RECORDS FOR THE TASK:

^^^^^^^^

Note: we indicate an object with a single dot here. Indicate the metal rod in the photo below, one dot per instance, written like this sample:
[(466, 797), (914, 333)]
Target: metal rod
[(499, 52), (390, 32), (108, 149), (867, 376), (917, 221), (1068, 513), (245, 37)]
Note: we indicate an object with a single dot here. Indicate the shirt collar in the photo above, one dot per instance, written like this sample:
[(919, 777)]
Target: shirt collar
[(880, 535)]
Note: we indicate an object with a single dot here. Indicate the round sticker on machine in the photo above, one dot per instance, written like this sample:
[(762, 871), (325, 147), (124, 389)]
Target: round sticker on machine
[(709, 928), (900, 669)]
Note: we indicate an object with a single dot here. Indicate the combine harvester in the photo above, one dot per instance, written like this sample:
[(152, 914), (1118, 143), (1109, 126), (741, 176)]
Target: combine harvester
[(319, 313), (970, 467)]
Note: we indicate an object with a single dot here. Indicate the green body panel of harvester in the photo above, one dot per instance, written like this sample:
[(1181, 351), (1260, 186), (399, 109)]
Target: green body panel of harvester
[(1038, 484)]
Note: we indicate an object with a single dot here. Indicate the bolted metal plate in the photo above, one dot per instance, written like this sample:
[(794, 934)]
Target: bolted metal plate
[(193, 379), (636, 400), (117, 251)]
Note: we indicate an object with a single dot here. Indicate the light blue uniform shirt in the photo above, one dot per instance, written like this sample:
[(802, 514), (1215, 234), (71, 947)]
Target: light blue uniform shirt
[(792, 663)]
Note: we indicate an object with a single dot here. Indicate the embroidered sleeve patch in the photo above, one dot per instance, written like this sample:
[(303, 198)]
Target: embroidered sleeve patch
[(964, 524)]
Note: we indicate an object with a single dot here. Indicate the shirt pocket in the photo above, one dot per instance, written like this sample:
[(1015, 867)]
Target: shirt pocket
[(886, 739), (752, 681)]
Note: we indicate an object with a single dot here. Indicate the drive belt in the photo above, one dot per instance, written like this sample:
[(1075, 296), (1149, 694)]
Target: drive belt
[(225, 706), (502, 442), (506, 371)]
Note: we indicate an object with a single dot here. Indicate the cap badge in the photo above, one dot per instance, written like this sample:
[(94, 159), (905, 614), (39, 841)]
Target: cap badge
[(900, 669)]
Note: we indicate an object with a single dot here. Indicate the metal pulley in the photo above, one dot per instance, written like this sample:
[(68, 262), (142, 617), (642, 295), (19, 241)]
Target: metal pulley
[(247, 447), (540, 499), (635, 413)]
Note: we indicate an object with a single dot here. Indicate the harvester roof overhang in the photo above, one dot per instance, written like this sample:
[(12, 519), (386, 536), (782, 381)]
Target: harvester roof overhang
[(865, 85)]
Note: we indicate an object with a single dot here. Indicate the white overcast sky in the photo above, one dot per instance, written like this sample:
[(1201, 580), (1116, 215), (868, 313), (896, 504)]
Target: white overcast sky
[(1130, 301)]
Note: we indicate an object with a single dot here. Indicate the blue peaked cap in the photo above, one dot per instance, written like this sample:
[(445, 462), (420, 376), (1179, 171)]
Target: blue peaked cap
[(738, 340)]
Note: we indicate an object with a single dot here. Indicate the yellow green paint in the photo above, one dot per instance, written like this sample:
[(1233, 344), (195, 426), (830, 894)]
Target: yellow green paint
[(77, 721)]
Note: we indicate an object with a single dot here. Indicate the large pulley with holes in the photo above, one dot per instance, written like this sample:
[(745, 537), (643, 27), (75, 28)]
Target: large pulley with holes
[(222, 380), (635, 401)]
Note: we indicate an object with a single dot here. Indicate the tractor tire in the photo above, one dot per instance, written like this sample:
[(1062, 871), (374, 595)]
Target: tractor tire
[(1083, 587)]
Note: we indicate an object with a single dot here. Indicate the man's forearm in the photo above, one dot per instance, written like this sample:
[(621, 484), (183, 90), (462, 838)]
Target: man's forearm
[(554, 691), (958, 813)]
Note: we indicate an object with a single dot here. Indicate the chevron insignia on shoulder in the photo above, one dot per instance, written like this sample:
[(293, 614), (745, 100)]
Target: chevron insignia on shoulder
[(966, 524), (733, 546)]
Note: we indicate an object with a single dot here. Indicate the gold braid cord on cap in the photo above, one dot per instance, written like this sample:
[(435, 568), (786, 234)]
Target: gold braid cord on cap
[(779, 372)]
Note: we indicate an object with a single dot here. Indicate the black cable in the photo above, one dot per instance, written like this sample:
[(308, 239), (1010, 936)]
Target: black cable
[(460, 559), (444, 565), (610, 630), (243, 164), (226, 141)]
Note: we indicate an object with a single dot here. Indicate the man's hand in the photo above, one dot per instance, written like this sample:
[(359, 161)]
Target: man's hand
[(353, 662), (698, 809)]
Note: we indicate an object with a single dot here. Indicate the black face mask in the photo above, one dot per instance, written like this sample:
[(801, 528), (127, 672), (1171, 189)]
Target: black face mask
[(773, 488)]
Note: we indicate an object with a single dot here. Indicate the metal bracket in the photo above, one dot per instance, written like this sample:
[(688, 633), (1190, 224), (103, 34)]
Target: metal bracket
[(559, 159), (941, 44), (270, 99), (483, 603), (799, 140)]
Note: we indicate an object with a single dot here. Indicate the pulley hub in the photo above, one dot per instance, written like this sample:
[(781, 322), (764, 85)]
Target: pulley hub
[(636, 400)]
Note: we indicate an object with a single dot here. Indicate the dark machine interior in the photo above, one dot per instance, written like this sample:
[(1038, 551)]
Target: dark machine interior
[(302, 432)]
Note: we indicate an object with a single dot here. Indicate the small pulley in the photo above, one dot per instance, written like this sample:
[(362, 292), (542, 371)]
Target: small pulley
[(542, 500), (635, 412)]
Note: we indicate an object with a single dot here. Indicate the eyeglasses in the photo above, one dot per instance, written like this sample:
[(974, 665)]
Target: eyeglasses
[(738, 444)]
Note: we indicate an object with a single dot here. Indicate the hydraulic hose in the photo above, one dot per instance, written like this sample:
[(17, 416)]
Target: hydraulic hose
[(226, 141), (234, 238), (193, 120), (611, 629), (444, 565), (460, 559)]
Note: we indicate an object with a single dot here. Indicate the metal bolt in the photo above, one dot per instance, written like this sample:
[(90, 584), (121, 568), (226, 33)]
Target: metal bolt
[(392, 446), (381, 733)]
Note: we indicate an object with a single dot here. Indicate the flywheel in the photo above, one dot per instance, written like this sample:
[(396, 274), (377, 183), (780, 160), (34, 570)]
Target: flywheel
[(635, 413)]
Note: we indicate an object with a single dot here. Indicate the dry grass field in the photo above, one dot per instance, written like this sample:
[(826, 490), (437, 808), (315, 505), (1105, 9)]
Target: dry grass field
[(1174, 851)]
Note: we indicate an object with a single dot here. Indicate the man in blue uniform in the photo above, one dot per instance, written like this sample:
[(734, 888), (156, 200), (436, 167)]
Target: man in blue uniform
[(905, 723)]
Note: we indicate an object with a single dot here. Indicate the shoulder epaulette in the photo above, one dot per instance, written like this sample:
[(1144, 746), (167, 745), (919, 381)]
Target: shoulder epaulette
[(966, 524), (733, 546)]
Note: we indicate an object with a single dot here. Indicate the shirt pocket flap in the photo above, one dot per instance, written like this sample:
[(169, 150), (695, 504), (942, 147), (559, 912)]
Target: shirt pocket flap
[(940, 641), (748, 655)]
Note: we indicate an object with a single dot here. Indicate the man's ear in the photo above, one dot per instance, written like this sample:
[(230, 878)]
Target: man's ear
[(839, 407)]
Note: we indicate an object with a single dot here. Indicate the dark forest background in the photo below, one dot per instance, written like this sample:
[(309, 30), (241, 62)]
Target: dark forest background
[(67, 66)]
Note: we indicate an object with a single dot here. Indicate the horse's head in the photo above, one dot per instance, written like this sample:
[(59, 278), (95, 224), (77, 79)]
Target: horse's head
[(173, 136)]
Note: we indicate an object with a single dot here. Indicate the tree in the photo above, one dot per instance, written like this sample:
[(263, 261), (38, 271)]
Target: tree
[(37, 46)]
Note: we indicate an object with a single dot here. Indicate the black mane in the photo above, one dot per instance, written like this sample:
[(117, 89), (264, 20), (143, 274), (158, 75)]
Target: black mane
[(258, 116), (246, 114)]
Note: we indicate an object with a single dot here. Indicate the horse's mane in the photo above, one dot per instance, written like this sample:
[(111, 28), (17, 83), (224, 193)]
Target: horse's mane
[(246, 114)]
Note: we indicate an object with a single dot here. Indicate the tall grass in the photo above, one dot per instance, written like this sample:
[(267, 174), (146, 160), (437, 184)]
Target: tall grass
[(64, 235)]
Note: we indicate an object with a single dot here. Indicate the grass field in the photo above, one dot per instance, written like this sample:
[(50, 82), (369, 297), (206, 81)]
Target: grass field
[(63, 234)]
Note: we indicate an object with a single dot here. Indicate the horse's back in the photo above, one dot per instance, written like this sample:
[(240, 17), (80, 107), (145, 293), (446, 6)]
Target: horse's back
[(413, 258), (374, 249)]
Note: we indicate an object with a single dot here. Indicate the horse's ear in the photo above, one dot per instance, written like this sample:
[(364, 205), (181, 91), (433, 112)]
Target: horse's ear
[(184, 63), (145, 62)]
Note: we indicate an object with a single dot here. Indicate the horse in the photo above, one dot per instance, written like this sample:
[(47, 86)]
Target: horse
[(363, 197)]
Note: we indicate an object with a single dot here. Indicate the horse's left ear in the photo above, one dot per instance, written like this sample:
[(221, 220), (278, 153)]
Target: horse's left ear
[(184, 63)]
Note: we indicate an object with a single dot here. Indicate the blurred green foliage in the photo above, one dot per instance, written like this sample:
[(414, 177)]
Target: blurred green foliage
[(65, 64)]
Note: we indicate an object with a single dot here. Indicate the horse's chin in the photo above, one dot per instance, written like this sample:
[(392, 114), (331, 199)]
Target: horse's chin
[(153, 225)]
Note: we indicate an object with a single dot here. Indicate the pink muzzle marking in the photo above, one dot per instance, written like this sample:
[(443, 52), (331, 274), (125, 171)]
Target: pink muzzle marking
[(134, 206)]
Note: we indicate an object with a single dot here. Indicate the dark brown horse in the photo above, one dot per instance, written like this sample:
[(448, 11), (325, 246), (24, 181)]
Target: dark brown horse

^^^^^^^^

GIVEN REQUEST: Begin at the line containing "the horse's chin" and reproduce each line through the end of the records above.

OUTPUT OF THE EXERCISE:
Note: we indicate an object with a single dot here. Indicate the horse's chin in the photo above, one dot per instance, written like this sample:
[(392, 114), (331, 199)]
Target: horse's chin
[(153, 225)]
Note: we indicate an object with a single dot here. Indicate the pink muzzle marking in the photo above, one dot per instance, written like this sample:
[(443, 52), (331, 274), (125, 171)]
Target: pink muzzle marking
[(134, 206)]
Note: we indicate an object with a single dot here. Indicate the dark brown horse in the photo above, one dot per instance, written like this sample:
[(448, 11), (325, 246), (24, 181)]
Target: dark brown horse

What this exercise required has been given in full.